◆ Activity: Retype each entry exactly.

********

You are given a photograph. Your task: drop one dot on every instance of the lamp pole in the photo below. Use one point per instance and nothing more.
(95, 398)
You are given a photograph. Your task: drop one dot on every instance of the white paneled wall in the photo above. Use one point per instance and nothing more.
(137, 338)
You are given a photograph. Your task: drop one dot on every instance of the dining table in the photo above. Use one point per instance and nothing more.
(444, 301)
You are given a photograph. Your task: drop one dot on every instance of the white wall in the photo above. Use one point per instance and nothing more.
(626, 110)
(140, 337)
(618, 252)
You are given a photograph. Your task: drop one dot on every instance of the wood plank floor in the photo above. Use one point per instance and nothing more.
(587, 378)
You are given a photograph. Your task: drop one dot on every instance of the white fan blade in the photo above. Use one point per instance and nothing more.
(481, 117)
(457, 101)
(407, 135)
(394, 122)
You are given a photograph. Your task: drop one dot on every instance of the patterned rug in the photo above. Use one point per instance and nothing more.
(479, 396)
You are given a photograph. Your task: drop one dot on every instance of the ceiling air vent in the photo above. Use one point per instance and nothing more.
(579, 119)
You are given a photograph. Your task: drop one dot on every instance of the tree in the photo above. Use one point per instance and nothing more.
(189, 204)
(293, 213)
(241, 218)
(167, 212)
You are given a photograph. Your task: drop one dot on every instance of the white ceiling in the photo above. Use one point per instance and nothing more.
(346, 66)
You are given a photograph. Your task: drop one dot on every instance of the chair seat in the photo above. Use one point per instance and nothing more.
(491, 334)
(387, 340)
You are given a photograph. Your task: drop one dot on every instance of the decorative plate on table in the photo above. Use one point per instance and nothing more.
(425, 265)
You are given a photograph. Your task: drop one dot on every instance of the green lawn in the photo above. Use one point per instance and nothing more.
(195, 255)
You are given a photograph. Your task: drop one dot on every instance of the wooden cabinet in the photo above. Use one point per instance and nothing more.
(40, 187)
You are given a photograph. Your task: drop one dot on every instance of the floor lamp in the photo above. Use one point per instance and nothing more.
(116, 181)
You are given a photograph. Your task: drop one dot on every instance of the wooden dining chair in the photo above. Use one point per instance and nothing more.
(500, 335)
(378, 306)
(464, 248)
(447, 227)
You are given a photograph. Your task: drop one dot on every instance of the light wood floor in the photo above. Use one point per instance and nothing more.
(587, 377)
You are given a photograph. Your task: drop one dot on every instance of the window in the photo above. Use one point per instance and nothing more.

********

◆ Expected output:
You are given a photograph. Your task: drop one dot on every instance of the lamp pole in the photo below. Use one point per instance and nothing more.
(95, 398)
You are given a photograph. Your task: drop one dot on every instance of the white paneled wall in the photo above. Use one point per instance and nothing more.
(137, 338)
You are given a photograph. Your task: drop one dot on every instance of the dining table in the photo above. Use one point per instance and nothing more.
(444, 301)
You are given a photograph. Your task: drop one dot on every instance of the white wall in the photo above. Use one point per instance and nothing more.
(626, 110)
(140, 337)
(618, 252)
You are given a photograph. Your task: drop one dot on every instance of the wood plank floor in the photo above. Use one point per instance and nothing more.
(587, 378)
You are given a photograph. Your task: drop one dot on every instance of the white fan blade in the photo above. Use one point per instance and nothing more.
(481, 117)
(457, 101)
(407, 135)
(394, 122)
You are given a photograph. Your task: drop one dot on every instance of the patterned rug in the photo above. Use one point per instance and nothing more.
(479, 396)
You are given a photograph. Your task: drop one dot on every instance of the ceiling air vent in the photo above. Use one point per instance and nothing more.
(579, 119)
You are given a photograph. Your task: drop one dot on every instance of the tree in the photo above. Use one point per instance and nothing more.
(189, 204)
(293, 213)
(241, 218)
(167, 212)
You are given a photograph. Your task: drop one dot on every instance of the white ceiling in the photo above. Use one point per instance and nothing more.
(346, 66)
You are given a photograph. Your task: drop one dot on every instance of the chair seat in the photo above. Use one point per instance and nothing more.
(491, 334)
(387, 340)
You are given a photograph. Your task: drop one dot on every instance of the decorative plate on table in the photo above. Use one point per instance and nothing more.
(425, 265)
You are given a photograph. Your task: drop one dot on every instance of the green lawn in the photo above. Use one point per instance and nothing more.
(195, 255)
You are given a photograph. Your task: drop one dot on every instance of the wooden cabinet in the photo above. Use one point per instance and nothing more.
(40, 187)
You are given a photograph. Your task: drop one dot on every instance of the floor lamp in the photo above. Use one point per instance and nothing more.
(116, 181)
You are given a photograph. Your task: drop one dot on every instance of the wooden dining chair in the photo above. Use one point per instance and nothing more.
(500, 335)
(378, 306)
(464, 248)
(447, 227)
You are given a photograph. Your task: drop one dot on every instance of the light wood floor in the photo above. Use one point per instance and nothing more.
(587, 377)
You are given a photograph. Your task: drop one dot on every instance of the window in the photo above. Use one point per instance and nothing more.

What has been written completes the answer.